[Start of EXCERPTED TEXT]

Writing systemd units that stop gracefully before shutdown

228 points by dghubble 3 years ago · 56 comments (54 loaded)

Reader

A much more challenging task is writing a systemd unit that starts gracefully before shutdown. I wanted to write a unit that could issue an API call to delete the instance rather than doing a normal power off. Putting it at a reasonable place in the sequence took a lot of trial and error! The trick is actually to have the unit be started at some point in normal boot up (e.g. “armed”) and then do the actual task when the unit is stopped.

Here’s the unit I ended up with: https://github.com/CGamesPlay/infra/blob/master/private-serv...

hinkley 3 years ago

I tend to push the metaphor of software being meant to be read and only incidentally to be run by a computer as far as I can. We are telling a story to future us or our successors. Stories have rules and it's jarring when you violate them.

[End of EXCERPTED TEXT]
[Start of COLLECTED MATERIAL]

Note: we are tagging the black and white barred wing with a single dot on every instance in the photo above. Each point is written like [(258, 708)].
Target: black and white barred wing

[End of COLLECTED MATERIAL]

THINGS TO DO:
1/ Please condense the paragraph starting "A much more challenging task" in the systemd thread above into a short bulleted list that keeps its main facts.
2/ Resume the systemd thread from its final comment, adding further discussion in the same style.

RESPONSES IN ORDER:
1/
- Writing a systemd unit that starts gracefully before shutdown is harder.
- The aim was a unit that issues an API call to delete the instance instead of doing a normal power off.
- Placing it at a reasonable point in the sequence took a lot of trial and error.
- The trick is to start ("arm") the unit during normal boot, then do the actual task when the unit is stopped.

2/
There's an idea in software that's a bit like the corollary of Chekhov's gun. Chekhov's gun is about not presaging jarring story elements that will never come to pass. But it's nearly as jarring to leave important story arcs as complete surprises until the end. Producing the gun moments before the curtain goes down would be quite a WTF. We didn't know that was a possibility. That's a niche that some people occupy, but it is a niche.
Introducing things early fights with Locality of Reference, but when we're talking about things of deep, dramatic importance (like an attempted murder, or a reaper process) it's important to introduce that "character" early in the story so that people know that it exists. Failing to do so is a form of deus ex machina and we only appreciate that in very small doses.
So framed that way, I don't see a problem with having to start a killswitch while you're spinning everything up. It's there, people can see it, and know to ask questions about it.
- dec0dedab0de 3 years ago
  
  If software is meant to be read, and only incidentally run, then having it in the config to only run at shutdown is still introducing it early on. As a matter of fact, I think it would be like introducing the the reaper character in the very beginning and keeping them around in every scene sitting silently in the background until it was time for their one line at the very end. Many people might not notice, but to someone who does, it would be very odd indeed.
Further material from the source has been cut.